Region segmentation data

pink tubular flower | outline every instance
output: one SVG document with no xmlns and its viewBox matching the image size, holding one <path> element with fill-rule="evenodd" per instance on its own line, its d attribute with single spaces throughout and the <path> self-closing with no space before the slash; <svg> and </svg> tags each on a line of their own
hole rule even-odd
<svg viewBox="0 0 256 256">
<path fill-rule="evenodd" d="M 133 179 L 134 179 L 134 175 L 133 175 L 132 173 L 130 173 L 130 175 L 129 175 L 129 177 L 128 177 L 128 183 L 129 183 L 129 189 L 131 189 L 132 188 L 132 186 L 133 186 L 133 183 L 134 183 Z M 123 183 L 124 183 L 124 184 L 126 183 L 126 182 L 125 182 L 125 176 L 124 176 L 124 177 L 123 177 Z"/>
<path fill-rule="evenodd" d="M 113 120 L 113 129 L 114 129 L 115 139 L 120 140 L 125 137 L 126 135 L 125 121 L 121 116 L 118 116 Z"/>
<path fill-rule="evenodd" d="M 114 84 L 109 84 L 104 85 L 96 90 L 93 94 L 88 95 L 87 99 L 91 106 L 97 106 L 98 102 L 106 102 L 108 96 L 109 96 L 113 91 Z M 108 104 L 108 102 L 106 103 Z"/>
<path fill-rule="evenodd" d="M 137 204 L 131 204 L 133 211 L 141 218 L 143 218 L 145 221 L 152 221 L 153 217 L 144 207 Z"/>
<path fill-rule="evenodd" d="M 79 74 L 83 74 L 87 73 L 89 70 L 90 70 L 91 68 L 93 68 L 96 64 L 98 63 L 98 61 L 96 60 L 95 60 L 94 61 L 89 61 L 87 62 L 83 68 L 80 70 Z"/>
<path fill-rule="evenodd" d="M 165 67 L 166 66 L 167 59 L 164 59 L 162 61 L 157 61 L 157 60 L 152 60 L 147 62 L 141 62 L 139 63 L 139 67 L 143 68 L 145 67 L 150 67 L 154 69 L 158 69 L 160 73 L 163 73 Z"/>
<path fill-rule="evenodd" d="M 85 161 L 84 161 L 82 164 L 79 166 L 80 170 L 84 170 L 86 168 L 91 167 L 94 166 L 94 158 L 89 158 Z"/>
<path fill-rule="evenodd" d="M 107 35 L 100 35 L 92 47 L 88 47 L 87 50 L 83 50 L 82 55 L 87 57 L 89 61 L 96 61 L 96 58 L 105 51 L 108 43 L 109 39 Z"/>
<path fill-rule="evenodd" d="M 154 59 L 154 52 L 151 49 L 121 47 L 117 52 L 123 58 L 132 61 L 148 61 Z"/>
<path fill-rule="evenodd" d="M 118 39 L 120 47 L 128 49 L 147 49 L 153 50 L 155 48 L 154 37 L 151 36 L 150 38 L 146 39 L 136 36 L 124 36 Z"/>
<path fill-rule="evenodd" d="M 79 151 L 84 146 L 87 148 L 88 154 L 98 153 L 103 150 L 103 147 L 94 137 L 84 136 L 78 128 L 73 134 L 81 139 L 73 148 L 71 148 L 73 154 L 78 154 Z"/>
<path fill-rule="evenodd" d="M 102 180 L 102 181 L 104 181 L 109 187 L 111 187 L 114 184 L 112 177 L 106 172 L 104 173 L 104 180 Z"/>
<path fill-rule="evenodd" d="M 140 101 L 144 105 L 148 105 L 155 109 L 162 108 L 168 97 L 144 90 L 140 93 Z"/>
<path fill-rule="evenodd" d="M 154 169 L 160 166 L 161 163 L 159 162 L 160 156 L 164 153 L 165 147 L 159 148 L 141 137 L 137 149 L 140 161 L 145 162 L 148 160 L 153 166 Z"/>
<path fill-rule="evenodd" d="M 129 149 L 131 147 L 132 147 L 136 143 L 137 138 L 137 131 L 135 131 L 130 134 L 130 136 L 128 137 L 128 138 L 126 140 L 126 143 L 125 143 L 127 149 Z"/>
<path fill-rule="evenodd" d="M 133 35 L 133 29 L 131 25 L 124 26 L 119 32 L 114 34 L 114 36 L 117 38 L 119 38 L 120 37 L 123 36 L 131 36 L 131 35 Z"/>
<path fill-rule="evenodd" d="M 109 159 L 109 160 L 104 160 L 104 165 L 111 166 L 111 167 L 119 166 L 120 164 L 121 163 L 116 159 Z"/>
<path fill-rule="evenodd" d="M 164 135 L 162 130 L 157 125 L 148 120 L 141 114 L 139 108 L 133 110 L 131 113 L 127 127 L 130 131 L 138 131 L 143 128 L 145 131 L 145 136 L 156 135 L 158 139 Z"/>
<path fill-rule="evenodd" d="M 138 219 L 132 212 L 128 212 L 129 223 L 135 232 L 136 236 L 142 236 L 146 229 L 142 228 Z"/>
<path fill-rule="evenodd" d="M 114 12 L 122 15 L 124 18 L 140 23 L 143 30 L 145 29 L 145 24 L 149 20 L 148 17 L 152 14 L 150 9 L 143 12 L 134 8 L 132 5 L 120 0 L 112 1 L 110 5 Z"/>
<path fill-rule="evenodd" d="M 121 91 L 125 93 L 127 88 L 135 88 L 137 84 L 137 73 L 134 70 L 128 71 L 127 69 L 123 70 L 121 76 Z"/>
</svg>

## Work to complete
Format every line of the data above as a numbered list, omitting any blank lines.

## Output for this task
1. pink tubular flower | outline every instance
2. output: one SVG document with no xmlns and its viewBox matching the image size, holding one <path> element with fill-rule="evenodd" per instance on its own line, its d attribute with single spaces throughout and the <path> self-closing with no space before the slash; <svg> and </svg> tags each on a line of their own
3. hole rule even-odd
4. <svg viewBox="0 0 256 256">
5. <path fill-rule="evenodd" d="M 133 179 L 134 179 L 134 175 L 133 175 L 132 173 L 130 173 L 130 175 L 129 175 L 129 177 L 128 177 L 128 183 L 129 183 L 129 189 L 131 189 L 132 188 L 132 186 L 133 186 L 133 183 L 134 183 Z M 123 183 L 124 183 L 124 184 L 126 183 L 126 182 L 125 182 L 125 176 L 124 176 L 124 177 L 123 177 Z"/>
6. <path fill-rule="evenodd" d="M 113 120 L 113 129 L 114 129 L 115 139 L 120 140 L 125 137 L 126 135 L 125 121 L 121 116 L 118 116 Z"/>
7. <path fill-rule="evenodd" d="M 114 84 L 109 84 L 104 85 L 96 90 L 93 94 L 88 95 L 87 99 L 91 106 L 97 106 L 98 102 L 106 102 L 108 96 L 109 96 L 113 91 Z M 108 104 L 108 102 L 106 103 Z"/>
8. <path fill-rule="evenodd" d="M 137 204 L 131 204 L 133 211 L 141 218 L 143 218 L 145 221 L 152 221 L 153 217 L 144 207 Z"/>
9. <path fill-rule="evenodd" d="M 79 74 L 83 74 L 87 73 L 89 70 L 90 70 L 91 68 L 93 68 L 96 64 L 98 63 L 98 61 L 96 60 L 95 60 L 94 61 L 89 61 L 87 62 L 83 68 L 80 70 Z"/>
10. <path fill-rule="evenodd" d="M 165 67 L 166 66 L 167 59 L 164 59 L 162 61 L 157 61 L 157 60 L 152 60 L 147 62 L 141 62 L 139 63 L 139 67 L 143 68 L 145 67 L 150 67 L 154 69 L 158 69 L 160 73 L 163 73 Z"/>
11. <path fill-rule="evenodd" d="M 85 161 L 84 161 L 82 164 L 79 166 L 80 170 L 84 170 L 86 168 L 91 167 L 94 166 L 94 158 L 89 158 Z"/>
12. <path fill-rule="evenodd" d="M 107 35 L 100 35 L 92 47 L 88 47 L 87 50 L 83 50 L 82 55 L 87 57 L 89 61 L 96 61 L 96 58 L 105 51 L 108 43 L 109 39 Z"/>
13. <path fill-rule="evenodd" d="M 154 59 L 154 52 L 151 49 L 121 47 L 117 52 L 123 58 L 132 61 L 148 61 Z"/>
14. <path fill-rule="evenodd" d="M 118 39 L 120 47 L 128 49 L 147 49 L 153 50 L 155 48 L 154 37 L 151 36 L 150 38 L 146 39 L 136 36 L 124 36 Z"/>
15. <path fill-rule="evenodd" d="M 79 151 L 84 146 L 87 148 L 88 154 L 98 153 L 103 150 L 103 147 L 94 137 L 84 136 L 78 128 L 73 134 L 81 139 L 73 148 L 71 148 L 73 154 L 78 154 Z"/>
16. <path fill-rule="evenodd" d="M 102 180 L 102 181 L 104 181 L 109 187 L 111 187 L 114 184 L 112 177 L 106 172 L 104 173 L 104 180 Z"/>
17. <path fill-rule="evenodd" d="M 140 101 L 144 105 L 148 105 L 155 109 L 162 108 L 168 97 L 144 90 L 140 93 Z"/>
18. <path fill-rule="evenodd" d="M 154 169 L 160 166 L 161 163 L 159 162 L 160 156 L 164 153 L 165 147 L 159 148 L 141 137 L 137 149 L 140 161 L 145 162 L 148 160 L 153 166 Z"/>
19. <path fill-rule="evenodd" d="M 129 149 L 131 147 L 132 147 L 136 143 L 137 138 L 137 131 L 135 131 L 130 134 L 130 136 L 128 137 L 128 138 L 126 140 L 126 143 L 125 143 L 127 149 Z"/>
20. <path fill-rule="evenodd" d="M 133 35 L 133 29 L 131 25 L 124 26 L 119 32 L 114 34 L 114 36 L 117 38 L 119 38 L 120 37 L 123 36 L 131 36 L 131 35 Z"/>
21. <path fill-rule="evenodd" d="M 109 159 L 109 160 L 104 160 L 104 165 L 111 166 L 111 167 L 119 166 L 120 164 L 121 163 L 116 159 Z"/>
22. <path fill-rule="evenodd" d="M 164 135 L 162 130 L 157 125 L 148 120 L 141 114 L 139 108 L 133 110 L 131 113 L 127 127 L 130 131 L 138 131 L 143 128 L 145 131 L 145 136 L 156 135 L 158 139 Z"/>
23. <path fill-rule="evenodd" d="M 138 219 L 132 212 L 128 212 L 129 223 L 135 232 L 136 236 L 142 236 L 146 229 L 142 228 Z"/>
24. <path fill-rule="evenodd" d="M 114 12 L 122 15 L 124 18 L 140 23 L 143 30 L 145 29 L 145 24 L 149 20 L 148 17 L 152 14 L 150 9 L 143 12 L 134 8 L 132 5 L 120 0 L 112 1 L 110 5 Z"/>
25. <path fill-rule="evenodd" d="M 121 91 L 125 93 L 127 88 L 135 88 L 137 84 L 137 73 L 134 70 L 128 71 L 127 69 L 123 70 L 121 76 Z"/>
26. </svg>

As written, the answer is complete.